Return only the lines running from the first line of the listing through the one with "negative clicks: (149, 161) (156, 179)", unchanged.

* * *

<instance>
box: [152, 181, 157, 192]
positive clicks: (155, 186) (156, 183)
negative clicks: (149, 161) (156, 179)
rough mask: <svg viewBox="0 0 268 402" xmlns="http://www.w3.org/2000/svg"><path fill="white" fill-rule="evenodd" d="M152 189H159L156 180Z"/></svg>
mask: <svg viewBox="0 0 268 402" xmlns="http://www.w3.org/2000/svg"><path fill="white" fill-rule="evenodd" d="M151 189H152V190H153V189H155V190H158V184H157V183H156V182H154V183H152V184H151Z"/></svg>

* * *

### ANSWER AREA:
<instance>
box: [152, 181, 157, 192]
positive clicks: (155, 186) (156, 183)
negative clicks: (149, 161) (156, 179)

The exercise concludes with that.